** Your tasks **
**1)** In the post on Marcus and Bengio, at what time in the debate video does Bengio present the slide?
**2)** In the post on Marcus and Bengio, write out the passage starting with "Contours of the" and going on through "for data entry.", substituting "hand" for "manual".
**3)** Decide whether each statement agrees with the post on Marcus and Bengio, answering yes or no and quoting the words that settle it: (a) The author has obtained symbols from text and graphs at Pinterest. (b) Knowledge Graph includes a relation "Planet X is in constellation Y". (c) The author wants symbols to be handcrafted.

** Quoted passage **
--------------------------------------------------
Halfway between Marcus and Bengio

10 min readDec 29, 2019

What symbols are for Marcus differs from what symbols are for Bengio — and in between those extremes exists another possibility that offers a compromise.

My research lives midway between the two extremes. I want symbols, but I don’t wish them handcrafted: my work has been in obtaining symbols by statistical techniques by reading from tons of data (from web pages while at Google, and from text and graphs at Pinterest). My symbols have a distributed representation and graded evocation, and I am after compositionality and higher level structures. Finally, one key ambition of the cognitive architecture I built for my Ph.D. was avoiding brute force.

In this post, I summarize some of my work. I am indebted to many for their ideas, and the phrases “my” in the preceding paragraph is intended to encompass all the folks I adopted and stole ideas from, including Douglas Hofstadter, Melanie Mitchell, and John M. Ellis, to name just three.

Contours of the Issues

During the debate, Bengio presented a slide that offers a good launching point (at time 46:30 in this video; also the top image for this post). It describes the pitfalls to avoid and desirable features worth keeping from symbolic models.

We need efficient large-scale learning

Symbolic methods involve intense manual labor: think CYC or Knowledge Graph, each with many person-years worth of manual curation. Despite the heroic efforts, the result is still brittle because of the need to have discreet chunks. Trying to squeeze fluid concepts into discreet pigeonholes leads to frustrating or bizarre artifacts, since the number of relationships has to be of a manageable size so human operators can navigate it for data entry.

I will mention just three here. First, consider the task of reading a sentence and inserting the discovered facts into the Knowledge Graph. Say you encounter the sentence “M42 is in the constellation Orion”. Curiously, KG does not have any relation called “X is in constellation Y”. It does have half a dozen related relations: “Star X is in Constellation Y”, “Nebula X is in constellation Y”, “Galaxy X is in constellation Y”, etc. Presumably, this is so because of the need to exclude wanderers: there is no “Planet X is in constellation Y” as that is a transient fact. But this strange splintering of a semantically simple relation makes it frustratingly hard to place a new fact. It is an artifact of the graph design, and all such designed graphs have artifacts.
--------------------------------------------------
** Dataset entries **

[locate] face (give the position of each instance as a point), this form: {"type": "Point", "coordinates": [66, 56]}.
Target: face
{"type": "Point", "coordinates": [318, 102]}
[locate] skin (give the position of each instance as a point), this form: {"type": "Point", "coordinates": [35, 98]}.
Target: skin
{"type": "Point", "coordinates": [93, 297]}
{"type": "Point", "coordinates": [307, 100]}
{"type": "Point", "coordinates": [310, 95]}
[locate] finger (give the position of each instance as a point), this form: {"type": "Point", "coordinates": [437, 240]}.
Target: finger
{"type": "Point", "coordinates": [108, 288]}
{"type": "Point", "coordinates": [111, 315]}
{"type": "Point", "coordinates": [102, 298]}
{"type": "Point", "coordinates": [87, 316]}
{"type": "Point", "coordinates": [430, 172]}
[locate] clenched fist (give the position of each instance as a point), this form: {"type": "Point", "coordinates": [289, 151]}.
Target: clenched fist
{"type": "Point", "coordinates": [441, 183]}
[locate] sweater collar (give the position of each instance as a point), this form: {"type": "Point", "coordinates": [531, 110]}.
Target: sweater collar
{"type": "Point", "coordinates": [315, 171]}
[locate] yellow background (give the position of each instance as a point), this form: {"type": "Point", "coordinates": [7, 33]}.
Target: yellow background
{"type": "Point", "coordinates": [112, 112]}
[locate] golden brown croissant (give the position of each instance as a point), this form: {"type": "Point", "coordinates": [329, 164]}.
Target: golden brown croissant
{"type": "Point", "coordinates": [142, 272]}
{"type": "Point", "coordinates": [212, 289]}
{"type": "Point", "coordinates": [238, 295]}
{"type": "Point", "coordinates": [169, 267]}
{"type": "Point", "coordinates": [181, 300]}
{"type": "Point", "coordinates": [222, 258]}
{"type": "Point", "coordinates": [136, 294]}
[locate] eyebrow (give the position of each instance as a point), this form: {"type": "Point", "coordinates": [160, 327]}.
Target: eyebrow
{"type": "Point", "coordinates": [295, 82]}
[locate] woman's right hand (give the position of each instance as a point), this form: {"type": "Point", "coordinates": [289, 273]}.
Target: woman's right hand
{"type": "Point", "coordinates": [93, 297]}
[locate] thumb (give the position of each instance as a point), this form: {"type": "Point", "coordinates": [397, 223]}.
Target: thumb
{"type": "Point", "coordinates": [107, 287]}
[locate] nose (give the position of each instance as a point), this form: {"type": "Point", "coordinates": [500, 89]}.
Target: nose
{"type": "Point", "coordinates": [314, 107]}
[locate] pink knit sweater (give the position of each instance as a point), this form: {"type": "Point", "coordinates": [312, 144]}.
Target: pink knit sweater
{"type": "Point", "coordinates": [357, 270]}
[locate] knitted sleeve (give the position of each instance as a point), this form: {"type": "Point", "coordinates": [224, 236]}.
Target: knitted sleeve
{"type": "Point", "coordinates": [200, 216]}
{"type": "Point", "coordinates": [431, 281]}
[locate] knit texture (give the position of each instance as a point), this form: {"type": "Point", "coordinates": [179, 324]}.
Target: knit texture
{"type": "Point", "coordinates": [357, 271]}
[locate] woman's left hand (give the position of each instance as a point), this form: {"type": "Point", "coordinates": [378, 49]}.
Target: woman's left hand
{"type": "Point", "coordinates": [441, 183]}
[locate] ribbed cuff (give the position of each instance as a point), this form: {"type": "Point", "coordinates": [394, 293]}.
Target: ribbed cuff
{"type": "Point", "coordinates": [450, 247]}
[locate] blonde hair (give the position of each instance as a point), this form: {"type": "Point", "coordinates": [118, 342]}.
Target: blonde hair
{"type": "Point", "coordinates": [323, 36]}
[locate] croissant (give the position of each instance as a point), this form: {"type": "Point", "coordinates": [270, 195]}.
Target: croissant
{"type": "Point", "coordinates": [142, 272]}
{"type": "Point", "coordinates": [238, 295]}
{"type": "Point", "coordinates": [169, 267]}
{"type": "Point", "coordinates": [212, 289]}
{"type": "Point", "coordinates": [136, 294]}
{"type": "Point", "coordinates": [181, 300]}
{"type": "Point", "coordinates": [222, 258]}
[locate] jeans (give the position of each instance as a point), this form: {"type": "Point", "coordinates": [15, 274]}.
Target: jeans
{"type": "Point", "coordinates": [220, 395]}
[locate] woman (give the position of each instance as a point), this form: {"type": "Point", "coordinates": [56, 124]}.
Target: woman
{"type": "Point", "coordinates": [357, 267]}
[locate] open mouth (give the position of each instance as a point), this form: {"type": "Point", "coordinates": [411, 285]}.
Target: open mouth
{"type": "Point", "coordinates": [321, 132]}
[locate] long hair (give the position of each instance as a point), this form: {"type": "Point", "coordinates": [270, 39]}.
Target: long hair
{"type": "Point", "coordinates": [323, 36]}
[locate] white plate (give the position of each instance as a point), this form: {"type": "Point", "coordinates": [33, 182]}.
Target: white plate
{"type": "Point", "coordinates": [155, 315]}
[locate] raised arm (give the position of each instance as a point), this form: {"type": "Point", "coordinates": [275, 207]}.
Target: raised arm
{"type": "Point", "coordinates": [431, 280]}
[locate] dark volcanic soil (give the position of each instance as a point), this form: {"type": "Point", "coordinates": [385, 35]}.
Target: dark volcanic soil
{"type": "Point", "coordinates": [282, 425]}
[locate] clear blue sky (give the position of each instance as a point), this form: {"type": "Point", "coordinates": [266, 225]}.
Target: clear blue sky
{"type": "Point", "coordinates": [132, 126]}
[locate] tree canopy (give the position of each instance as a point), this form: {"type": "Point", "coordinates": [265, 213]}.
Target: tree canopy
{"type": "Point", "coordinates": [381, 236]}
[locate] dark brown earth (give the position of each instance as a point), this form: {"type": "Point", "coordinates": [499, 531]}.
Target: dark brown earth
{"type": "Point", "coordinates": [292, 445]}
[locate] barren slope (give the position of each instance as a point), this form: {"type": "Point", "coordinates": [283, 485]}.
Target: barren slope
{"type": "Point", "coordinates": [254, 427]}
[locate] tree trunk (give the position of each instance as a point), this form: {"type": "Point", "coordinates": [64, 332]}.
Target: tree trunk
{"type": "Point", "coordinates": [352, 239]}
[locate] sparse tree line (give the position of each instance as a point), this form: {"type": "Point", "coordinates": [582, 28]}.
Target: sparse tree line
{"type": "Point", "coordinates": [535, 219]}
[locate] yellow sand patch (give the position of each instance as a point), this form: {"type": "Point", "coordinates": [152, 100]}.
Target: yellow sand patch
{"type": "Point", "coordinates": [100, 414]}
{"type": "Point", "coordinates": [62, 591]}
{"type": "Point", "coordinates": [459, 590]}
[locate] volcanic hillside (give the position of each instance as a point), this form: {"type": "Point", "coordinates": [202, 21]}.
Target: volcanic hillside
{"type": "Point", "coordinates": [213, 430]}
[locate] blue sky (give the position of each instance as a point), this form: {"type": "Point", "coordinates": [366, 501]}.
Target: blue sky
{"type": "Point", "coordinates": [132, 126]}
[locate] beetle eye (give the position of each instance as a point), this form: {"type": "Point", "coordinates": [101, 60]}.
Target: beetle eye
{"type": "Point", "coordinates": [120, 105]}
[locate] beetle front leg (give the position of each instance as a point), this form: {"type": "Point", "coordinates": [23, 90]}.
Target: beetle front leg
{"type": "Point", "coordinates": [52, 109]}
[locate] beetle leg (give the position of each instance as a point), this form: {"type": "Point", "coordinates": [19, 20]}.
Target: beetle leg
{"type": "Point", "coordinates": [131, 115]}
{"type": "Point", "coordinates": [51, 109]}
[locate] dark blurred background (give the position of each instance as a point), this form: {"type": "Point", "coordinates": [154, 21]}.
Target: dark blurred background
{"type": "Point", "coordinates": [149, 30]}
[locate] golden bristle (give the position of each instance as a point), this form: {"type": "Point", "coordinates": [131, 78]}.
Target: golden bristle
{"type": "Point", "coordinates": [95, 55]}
--------------------------------------------------
** List of solutions **
**1)** 46:30

**2)**
Contours of the Issues

During the debate, Bengio presented a slide that offers a good launching point (at time 46:30 in this video; also the top image for this post). It describes the pitfalls to avoid and desirable features worth keeping from symbolic models.

We need efficient large-scale learning

Symbolic methods involve intense hand labor: think CYC or Knowledge Graph, each with many person-years worth of hand curation. Despite the heroic efforts, the result is still brittle because of the need to have discreet chunks. Trying to squeeze fluid concepts into discreet pigeonholes leads to frustrating or bizarre artifacts, since the number of relationships has to be of a manageable size so human operators can navigate it for data entry.

**3)**
(a) Yes: "from text and graphs at Pinterest"
(b) No: "there is no “Planet X is in constellation Y” as that is a transient fact"
(c) No: "I want symbols, but I don’t wish them handcrafted"